◆ Text segment:
---+---

He’s moved out – now what?
“He’s moved out – now what?” That’s a question that many women face. Often they decide just to do nothing, at least for the time being.
If the earnings are enough to support both spouses’ households, weeks of living separately may stretch into months and then drag into years, with no resolution in sight.
What’s the harm in that? Nothing, if you and your spouse have negotiated a legal agreement that specifies financial arrangements. Without such an agreement, though, you may be facing some financial perils.
1. You may not have control over your marital assets.
If you are living apart, and your spouse is handling the finances, you may not know what your spouse is earning, spending, investing, selling or buying. This leaves you out of the loop and out in the cold financially. If he’s running up debt on joint credit cards, guess what? So are you. If he’s sued or lies on your joint tax returns, your assets are at risk. He may be using your time apart to move assets into his name alone, change passwords to joint accounts, spend money on toys such as new cars, motorcycles, electronics and fancy vacations, and stash large amounts of cash.
2. If your spouse’s circumstances change, your property settlement and support could too.

---+---

[Coordinate annotation rows]
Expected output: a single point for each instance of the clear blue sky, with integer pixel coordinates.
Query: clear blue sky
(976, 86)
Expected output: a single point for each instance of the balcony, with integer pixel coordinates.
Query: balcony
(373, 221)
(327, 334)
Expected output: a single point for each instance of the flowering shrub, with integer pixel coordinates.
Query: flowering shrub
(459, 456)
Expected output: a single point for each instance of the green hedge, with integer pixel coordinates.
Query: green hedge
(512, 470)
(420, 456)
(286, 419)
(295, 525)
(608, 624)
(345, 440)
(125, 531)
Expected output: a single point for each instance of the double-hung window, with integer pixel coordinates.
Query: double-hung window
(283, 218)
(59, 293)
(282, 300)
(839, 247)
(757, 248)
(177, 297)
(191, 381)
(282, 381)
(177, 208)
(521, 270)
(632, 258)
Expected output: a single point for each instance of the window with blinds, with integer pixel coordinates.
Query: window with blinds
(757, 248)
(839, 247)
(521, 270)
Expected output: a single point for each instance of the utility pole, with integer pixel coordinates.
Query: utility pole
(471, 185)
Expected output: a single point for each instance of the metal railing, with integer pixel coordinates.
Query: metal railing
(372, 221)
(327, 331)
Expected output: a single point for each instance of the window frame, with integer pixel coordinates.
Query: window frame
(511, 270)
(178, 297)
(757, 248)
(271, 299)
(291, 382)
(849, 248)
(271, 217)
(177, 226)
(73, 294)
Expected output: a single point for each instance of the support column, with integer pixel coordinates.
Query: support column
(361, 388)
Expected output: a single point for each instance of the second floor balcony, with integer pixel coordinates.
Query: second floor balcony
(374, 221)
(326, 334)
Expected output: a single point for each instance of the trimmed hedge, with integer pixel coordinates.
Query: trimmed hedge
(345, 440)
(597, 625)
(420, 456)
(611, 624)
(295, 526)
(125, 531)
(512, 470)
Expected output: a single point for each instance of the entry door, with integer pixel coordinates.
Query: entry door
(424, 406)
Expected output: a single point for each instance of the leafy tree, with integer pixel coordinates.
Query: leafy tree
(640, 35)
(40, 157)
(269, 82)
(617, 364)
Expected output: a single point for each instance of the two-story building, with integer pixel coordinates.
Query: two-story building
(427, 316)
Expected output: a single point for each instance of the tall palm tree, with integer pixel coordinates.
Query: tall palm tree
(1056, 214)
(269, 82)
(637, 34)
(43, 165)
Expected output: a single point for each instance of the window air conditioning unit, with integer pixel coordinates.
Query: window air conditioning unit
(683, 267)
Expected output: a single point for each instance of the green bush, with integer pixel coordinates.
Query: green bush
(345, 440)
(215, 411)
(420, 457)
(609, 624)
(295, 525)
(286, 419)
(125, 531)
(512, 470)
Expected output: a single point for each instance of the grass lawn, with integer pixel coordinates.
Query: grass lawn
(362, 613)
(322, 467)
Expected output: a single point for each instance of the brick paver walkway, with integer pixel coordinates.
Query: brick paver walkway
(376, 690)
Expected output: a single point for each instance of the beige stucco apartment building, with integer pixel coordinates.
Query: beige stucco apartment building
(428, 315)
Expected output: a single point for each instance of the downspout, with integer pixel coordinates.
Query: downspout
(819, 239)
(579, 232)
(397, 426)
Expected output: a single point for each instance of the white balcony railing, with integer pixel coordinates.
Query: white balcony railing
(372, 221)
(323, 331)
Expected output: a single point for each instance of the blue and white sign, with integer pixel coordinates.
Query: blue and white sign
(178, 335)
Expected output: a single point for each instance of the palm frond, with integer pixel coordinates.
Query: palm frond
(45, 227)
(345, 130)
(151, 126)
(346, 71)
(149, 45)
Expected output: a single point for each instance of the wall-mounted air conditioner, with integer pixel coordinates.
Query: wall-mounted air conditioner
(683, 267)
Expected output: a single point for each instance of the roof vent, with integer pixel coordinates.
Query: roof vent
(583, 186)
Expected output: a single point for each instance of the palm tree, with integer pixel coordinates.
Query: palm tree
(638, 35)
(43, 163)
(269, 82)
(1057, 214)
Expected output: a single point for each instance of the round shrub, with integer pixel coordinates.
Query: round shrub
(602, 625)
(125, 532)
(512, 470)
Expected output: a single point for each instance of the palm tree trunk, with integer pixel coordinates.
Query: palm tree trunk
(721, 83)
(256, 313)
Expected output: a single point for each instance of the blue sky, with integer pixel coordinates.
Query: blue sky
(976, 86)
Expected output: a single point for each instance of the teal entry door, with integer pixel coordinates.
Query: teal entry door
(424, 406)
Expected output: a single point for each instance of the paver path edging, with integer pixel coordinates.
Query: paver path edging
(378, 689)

---+---

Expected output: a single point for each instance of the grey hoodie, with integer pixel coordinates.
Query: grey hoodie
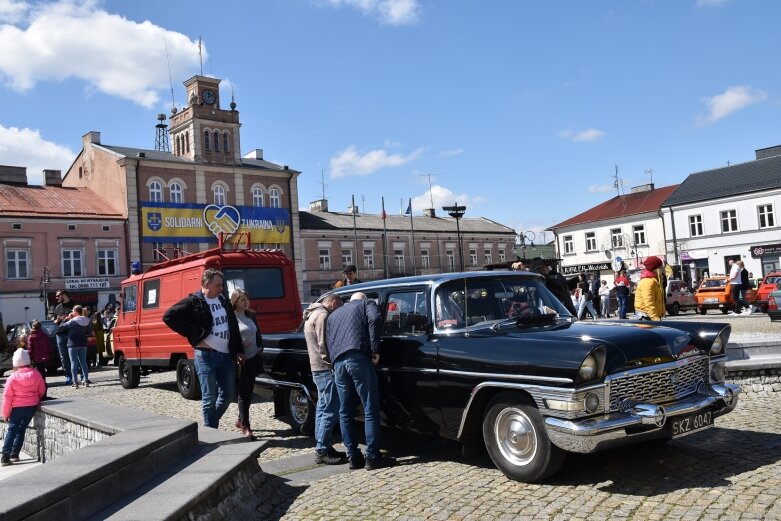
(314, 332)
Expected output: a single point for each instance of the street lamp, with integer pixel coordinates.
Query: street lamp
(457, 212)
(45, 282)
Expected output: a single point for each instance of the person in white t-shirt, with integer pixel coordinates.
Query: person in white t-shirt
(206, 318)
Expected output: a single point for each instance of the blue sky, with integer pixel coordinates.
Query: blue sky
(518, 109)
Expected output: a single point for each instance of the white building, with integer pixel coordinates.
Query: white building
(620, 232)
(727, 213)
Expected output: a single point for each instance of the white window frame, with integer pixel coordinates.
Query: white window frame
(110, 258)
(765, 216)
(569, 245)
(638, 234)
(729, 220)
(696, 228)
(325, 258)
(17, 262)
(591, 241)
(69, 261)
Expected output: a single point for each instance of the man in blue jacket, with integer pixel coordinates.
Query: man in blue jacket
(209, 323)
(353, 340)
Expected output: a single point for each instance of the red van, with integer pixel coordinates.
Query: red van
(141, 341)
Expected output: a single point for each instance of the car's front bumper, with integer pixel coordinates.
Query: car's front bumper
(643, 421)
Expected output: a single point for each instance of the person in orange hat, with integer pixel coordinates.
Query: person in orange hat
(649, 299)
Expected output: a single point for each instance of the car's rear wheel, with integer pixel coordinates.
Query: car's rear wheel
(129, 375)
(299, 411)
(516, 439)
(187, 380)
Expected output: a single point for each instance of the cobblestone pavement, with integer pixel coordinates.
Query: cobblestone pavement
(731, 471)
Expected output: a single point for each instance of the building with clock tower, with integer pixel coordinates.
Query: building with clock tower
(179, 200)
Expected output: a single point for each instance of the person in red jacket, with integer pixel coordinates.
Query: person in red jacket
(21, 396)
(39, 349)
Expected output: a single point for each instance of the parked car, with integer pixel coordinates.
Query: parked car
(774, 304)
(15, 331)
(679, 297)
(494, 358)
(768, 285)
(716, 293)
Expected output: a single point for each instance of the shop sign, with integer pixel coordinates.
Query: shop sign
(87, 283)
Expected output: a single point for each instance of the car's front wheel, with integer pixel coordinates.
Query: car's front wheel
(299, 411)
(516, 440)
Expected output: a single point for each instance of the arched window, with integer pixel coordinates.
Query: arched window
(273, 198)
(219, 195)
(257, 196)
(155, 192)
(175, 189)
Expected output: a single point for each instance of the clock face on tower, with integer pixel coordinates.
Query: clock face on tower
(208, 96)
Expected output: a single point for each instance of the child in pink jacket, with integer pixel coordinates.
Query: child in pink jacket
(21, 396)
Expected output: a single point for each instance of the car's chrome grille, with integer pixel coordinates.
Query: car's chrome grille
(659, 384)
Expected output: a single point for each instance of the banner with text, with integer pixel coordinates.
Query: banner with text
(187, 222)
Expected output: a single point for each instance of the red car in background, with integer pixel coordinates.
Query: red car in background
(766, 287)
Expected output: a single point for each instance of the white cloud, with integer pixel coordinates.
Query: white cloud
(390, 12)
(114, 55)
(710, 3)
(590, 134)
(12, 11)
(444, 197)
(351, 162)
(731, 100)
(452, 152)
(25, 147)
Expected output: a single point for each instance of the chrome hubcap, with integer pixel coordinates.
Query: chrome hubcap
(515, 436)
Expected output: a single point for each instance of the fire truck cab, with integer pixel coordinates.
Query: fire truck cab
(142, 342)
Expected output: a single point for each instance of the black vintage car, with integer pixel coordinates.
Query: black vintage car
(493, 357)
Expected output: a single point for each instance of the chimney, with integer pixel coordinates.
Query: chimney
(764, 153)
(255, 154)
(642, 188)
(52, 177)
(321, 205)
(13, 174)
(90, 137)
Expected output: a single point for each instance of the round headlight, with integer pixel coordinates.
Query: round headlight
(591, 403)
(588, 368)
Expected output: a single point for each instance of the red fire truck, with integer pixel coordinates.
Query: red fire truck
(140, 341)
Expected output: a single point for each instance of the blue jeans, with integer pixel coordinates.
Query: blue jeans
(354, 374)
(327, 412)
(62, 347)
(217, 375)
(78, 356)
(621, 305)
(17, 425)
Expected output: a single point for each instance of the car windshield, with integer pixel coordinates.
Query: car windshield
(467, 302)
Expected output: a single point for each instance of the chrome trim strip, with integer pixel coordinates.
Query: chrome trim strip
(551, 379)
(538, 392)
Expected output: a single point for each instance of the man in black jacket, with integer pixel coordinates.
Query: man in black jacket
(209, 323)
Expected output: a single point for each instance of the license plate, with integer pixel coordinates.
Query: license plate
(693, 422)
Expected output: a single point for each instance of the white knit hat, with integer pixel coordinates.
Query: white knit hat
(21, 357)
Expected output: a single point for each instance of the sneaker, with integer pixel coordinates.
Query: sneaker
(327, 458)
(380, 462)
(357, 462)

---+---

◆ What to do:
Retype the full text on a spouse moving out, keeping every word and punctuation mark the same. These rows were drawn from a different source than the text.

◆ Finished task:
He’s moved out – now what?
“He’s moved out – now what?” That’s a question that many women face. Often they decide just to do nothing, at least for the time being.
If the earnings are enough to support both spouses’ households, weeks of living separately may stretch into months and then drag into years, with no resolution in sight.
What’s the harm in that? Nothing, if you and your spouse have negotiated a legal agreement that specifies financial arrangements. Without such an agreement, though, you may be facing some financial perils.
1. You may not have control over your marital assets.
If you are living apart, and your spouse is handling the finances, you may not know what your spouse is earning, spending, investing, selling or buying. This leaves you out of the loop and out in the cold financially. If he’s running up debt on joint credit cards, guess what? So are you. If he’s sued or lies on your joint tax returns, your assets are at risk. He may be using your time apart to move assets into his name alone, change passwords to joint accounts, spend money on toys such as new cars, motorcycles, electronics and fancy vacations, and stash large amounts of cash.
2. If your spouse’s circumstances change, your property settlement and support could too.